● To do:
Pick out and copy every line in the records below that contains the string "coastline", treating uppercase and lowercase letters as different.

======== Dataset excerpts ========

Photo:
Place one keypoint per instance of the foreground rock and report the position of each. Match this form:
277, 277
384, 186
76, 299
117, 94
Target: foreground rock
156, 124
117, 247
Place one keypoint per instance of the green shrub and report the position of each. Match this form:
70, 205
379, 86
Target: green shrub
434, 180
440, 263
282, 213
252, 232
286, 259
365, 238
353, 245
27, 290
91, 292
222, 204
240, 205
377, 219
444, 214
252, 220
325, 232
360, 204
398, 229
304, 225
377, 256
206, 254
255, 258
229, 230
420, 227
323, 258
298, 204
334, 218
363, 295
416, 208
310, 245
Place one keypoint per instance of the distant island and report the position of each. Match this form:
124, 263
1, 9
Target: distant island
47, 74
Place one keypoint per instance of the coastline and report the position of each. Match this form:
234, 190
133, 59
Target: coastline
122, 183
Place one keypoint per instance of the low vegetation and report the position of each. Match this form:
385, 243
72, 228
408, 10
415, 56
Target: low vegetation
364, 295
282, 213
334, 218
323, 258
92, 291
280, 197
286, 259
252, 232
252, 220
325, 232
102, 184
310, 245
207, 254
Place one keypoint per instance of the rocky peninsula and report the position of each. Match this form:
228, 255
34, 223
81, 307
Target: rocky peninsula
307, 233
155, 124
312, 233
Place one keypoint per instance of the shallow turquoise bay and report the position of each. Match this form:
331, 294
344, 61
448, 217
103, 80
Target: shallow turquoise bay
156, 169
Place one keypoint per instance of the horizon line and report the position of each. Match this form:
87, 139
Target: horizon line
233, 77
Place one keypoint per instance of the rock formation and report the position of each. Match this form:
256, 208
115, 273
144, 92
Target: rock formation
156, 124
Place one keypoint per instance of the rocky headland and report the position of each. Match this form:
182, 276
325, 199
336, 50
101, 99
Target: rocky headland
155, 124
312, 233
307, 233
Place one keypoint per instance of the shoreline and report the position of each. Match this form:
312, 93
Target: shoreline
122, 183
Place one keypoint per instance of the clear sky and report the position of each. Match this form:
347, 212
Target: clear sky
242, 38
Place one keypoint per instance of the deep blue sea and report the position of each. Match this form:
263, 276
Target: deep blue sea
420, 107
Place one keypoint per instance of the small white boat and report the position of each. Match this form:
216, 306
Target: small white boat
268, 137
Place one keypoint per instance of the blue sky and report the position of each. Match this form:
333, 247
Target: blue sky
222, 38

========
======== Dataset excerpts ========

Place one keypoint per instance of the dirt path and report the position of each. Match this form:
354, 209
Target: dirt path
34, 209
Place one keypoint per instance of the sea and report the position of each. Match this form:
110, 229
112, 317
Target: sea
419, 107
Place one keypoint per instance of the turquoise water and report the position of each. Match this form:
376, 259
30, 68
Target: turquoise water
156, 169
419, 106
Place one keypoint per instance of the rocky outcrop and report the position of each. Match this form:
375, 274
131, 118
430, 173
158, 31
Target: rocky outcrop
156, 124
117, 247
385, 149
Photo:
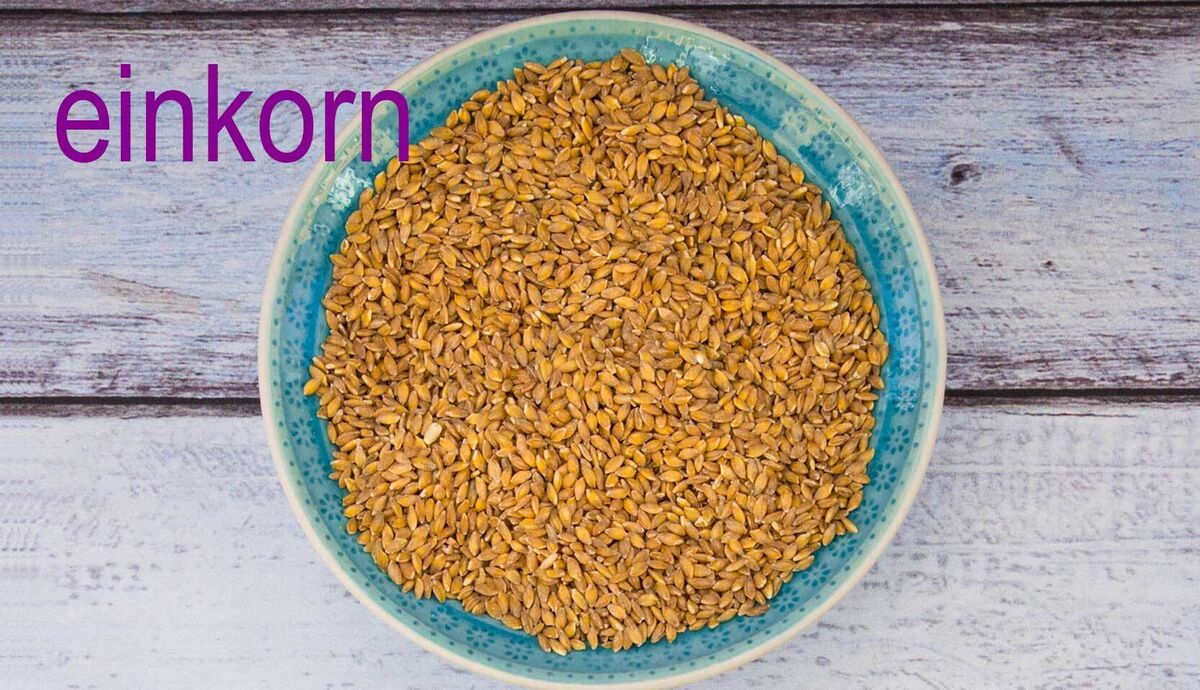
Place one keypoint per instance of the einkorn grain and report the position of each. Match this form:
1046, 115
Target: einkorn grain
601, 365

========

● Result of this exercise:
Place one keypoint per instance of the coastline and report the position of each. Match this form:
Target: coastline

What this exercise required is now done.